» What is required
Please copy, word for word, the part of the Rails RAG post that begins at the words "How I Built" and stops after "specific and trustworthy.".

» Text section
===============

How I Built a RAG System in Rails Using Nomic Embeddings and OpenAI
2025-07-18
Retrieval-Augmented Generation (RAG) is a practical way to bring your own data into LLM workflows. Instead of fine-tuning, you give the model context that makes its answers specific and trustworthy.
In this post, I’ll walk through how I wired up a RAG pipeline inside a Rails app using:
- Nomic embeddings (open-source, high-quality, self-hostable)
- PgVector for vector search
- OpenAI for response generation
The result is a system that feels light, flexible, and doesn’t lock you into one vendor.
🧠 What Is RAG, Really?
Think of RAG as a two-step handshake:
- Find the right data → Embed the query, search your knowledge base, and pull back relevant snippets.
- Generate with context → Hand both the query and those snippets to an LLM so it answers with precision.
It looks like this:
[ User Question ]
↓
[ Embed with Nomic ]
↓
[ Vector Search in PgVector ]
↓
[ Retrieve Relevant Chunks ]
↓
[ Assemble Prompt ]
↓
[ Generate Answer with OpenAI ]
This avoids heavy fine-tuning and keeps your system adaptable.

===============

» Dataset entries
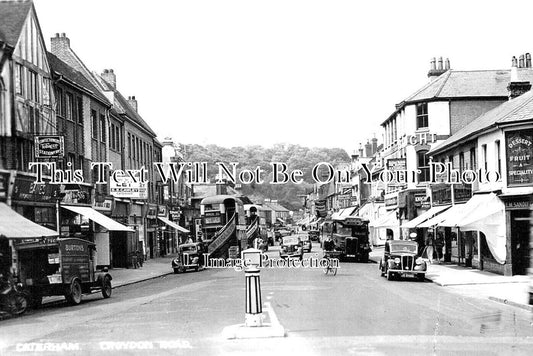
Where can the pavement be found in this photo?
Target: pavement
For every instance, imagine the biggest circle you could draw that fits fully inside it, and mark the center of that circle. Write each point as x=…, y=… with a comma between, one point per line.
x=510, y=290
x=152, y=268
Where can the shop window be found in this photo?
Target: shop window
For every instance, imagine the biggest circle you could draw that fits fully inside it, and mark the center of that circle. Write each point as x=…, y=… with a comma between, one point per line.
x=422, y=115
x=423, y=166
x=94, y=122
x=498, y=157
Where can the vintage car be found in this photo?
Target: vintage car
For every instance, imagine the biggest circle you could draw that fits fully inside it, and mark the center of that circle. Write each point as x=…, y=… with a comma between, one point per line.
x=401, y=259
x=314, y=235
x=64, y=266
x=306, y=241
x=189, y=257
x=291, y=246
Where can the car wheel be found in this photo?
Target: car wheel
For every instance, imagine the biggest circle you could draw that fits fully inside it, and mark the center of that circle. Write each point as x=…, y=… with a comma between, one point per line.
x=106, y=288
x=74, y=294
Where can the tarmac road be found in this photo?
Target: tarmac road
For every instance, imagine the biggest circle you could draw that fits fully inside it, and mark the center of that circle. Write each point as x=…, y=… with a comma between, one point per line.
x=355, y=312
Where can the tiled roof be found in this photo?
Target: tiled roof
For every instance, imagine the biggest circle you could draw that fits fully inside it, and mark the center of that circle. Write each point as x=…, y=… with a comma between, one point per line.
x=61, y=68
x=516, y=110
x=128, y=110
x=12, y=17
x=466, y=84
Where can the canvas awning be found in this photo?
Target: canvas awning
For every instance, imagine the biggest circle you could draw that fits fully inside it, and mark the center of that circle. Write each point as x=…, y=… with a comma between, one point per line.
x=387, y=221
x=425, y=216
x=16, y=226
x=98, y=218
x=173, y=224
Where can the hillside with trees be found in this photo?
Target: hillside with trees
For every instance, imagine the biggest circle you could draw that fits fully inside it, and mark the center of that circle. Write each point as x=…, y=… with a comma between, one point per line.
x=251, y=157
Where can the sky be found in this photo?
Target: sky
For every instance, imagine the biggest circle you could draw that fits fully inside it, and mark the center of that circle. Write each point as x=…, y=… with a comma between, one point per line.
x=313, y=73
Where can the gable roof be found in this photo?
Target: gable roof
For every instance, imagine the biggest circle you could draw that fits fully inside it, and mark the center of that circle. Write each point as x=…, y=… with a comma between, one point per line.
x=124, y=105
x=13, y=14
x=517, y=110
x=454, y=84
x=63, y=69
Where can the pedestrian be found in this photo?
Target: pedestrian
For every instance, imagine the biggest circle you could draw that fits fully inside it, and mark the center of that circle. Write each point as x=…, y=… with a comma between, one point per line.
x=430, y=246
x=439, y=245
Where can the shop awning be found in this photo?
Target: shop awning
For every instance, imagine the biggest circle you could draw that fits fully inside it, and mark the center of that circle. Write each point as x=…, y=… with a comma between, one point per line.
x=388, y=221
x=425, y=216
x=484, y=213
x=98, y=218
x=173, y=224
x=16, y=226
x=436, y=220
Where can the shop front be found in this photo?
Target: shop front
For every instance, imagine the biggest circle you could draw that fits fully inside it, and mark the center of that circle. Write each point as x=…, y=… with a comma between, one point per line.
x=518, y=208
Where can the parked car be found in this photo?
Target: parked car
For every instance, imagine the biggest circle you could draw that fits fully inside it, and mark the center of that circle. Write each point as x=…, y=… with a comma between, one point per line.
x=189, y=257
x=306, y=242
x=291, y=246
x=401, y=259
x=314, y=235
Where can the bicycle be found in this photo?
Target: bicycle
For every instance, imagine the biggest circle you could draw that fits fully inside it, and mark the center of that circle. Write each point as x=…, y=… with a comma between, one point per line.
x=331, y=267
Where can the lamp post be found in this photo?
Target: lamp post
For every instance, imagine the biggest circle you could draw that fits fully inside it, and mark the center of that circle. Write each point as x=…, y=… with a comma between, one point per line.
x=254, y=310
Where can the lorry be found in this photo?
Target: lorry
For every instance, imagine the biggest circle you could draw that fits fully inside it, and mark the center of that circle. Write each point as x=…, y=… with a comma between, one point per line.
x=61, y=266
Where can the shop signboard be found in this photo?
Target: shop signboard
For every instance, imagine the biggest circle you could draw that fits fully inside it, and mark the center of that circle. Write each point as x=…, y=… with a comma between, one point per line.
x=128, y=188
x=49, y=146
x=519, y=151
x=25, y=189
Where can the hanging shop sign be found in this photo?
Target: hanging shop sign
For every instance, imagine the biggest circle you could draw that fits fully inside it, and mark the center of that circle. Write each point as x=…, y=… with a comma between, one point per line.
x=49, y=146
x=519, y=149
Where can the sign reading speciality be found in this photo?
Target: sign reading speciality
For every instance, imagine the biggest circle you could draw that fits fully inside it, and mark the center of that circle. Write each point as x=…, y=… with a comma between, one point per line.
x=49, y=146
x=519, y=146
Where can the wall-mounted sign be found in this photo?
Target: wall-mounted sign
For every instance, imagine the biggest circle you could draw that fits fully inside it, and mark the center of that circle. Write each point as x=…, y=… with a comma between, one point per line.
x=128, y=188
x=49, y=146
x=519, y=149
x=105, y=205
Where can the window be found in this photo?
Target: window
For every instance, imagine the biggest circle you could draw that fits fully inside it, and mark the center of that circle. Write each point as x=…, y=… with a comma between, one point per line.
x=423, y=165
x=498, y=156
x=112, y=134
x=46, y=91
x=473, y=163
x=69, y=106
x=421, y=115
x=102, y=128
x=129, y=145
x=484, y=151
x=94, y=121
x=19, y=80
x=80, y=111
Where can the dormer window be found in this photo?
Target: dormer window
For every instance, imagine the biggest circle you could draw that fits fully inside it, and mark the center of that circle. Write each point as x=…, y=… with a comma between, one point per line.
x=422, y=115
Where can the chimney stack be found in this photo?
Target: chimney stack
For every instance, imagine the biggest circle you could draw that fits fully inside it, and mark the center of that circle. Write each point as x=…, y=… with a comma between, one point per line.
x=59, y=44
x=133, y=102
x=517, y=87
x=436, y=69
x=109, y=76
x=368, y=149
x=374, y=146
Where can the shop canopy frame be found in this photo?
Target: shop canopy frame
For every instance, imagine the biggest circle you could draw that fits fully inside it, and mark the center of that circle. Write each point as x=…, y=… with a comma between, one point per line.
x=173, y=224
x=98, y=218
x=15, y=226
x=434, y=211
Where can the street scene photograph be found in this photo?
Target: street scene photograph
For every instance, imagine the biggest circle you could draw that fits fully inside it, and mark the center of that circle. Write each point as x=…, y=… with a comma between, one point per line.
x=284, y=177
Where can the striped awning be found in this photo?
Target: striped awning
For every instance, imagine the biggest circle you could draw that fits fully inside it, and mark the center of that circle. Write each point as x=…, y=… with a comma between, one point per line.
x=16, y=226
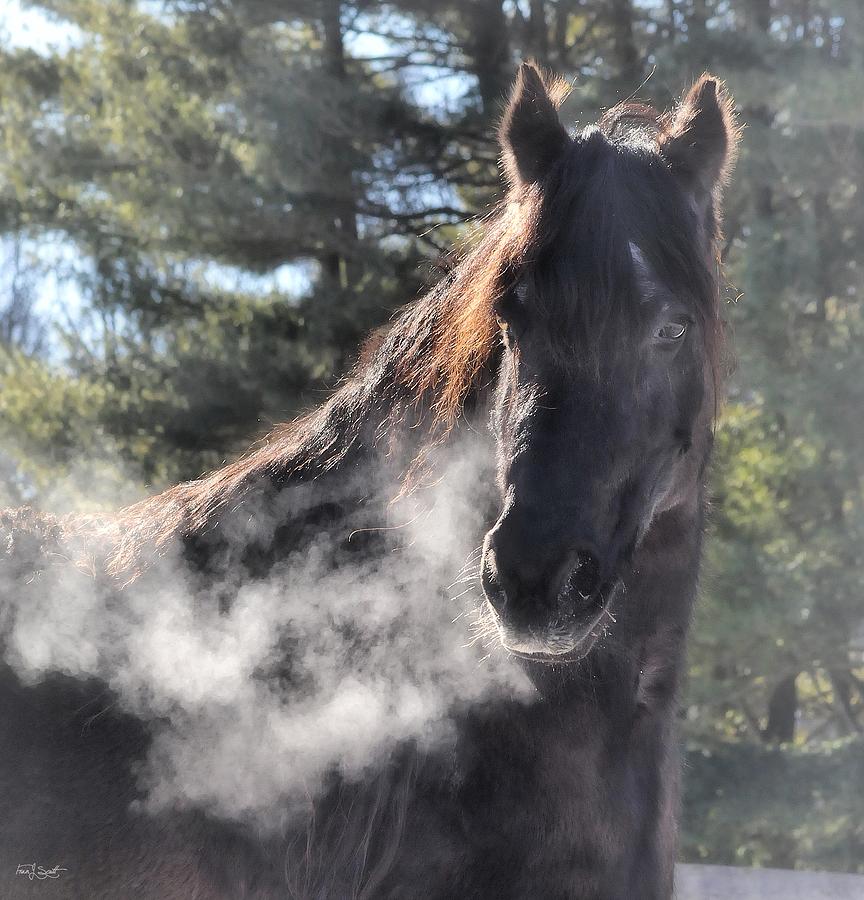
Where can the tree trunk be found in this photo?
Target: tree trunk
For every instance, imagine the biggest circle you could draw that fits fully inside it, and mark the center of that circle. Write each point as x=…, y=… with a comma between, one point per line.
x=490, y=53
x=336, y=262
x=625, y=56
x=782, y=708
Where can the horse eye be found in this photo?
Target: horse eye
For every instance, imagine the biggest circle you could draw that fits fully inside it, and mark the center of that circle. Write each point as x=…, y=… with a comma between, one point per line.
x=672, y=331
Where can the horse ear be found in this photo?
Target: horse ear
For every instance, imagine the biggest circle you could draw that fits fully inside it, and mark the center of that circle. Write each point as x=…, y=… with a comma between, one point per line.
x=531, y=134
x=701, y=139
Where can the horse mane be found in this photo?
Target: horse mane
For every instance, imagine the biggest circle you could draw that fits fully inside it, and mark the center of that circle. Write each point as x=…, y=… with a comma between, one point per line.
x=414, y=377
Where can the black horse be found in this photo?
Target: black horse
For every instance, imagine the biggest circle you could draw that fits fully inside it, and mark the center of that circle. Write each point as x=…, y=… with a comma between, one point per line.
x=587, y=317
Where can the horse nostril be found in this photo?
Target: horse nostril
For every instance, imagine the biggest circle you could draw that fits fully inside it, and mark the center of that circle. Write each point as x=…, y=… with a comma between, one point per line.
x=585, y=577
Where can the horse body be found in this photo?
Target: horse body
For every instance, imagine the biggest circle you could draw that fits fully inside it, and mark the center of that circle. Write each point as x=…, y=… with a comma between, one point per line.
x=589, y=571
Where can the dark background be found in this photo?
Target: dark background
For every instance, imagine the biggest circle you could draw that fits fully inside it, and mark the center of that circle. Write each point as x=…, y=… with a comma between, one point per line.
x=204, y=206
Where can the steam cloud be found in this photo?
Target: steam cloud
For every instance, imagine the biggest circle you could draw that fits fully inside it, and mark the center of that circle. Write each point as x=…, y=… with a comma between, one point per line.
x=310, y=669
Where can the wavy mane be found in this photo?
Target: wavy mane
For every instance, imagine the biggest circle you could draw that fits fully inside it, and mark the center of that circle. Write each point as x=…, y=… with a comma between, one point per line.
x=414, y=378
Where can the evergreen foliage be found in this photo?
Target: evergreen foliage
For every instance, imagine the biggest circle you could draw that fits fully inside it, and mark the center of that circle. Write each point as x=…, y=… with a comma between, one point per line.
x=231, y=194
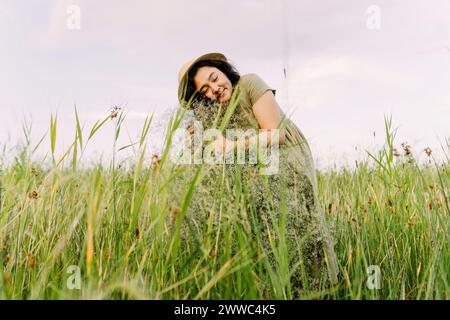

===============

» Problem solution
How I Built a RAG System in Rails Using Nomic Embeddings and OpenAI
2025-07-18
Retrieval-Augmented Generation (RAG) is a practical way to bring your own data into LLM workflows. Instead of fine-tuning, you give the model context that makes its answers specific and trustworthy.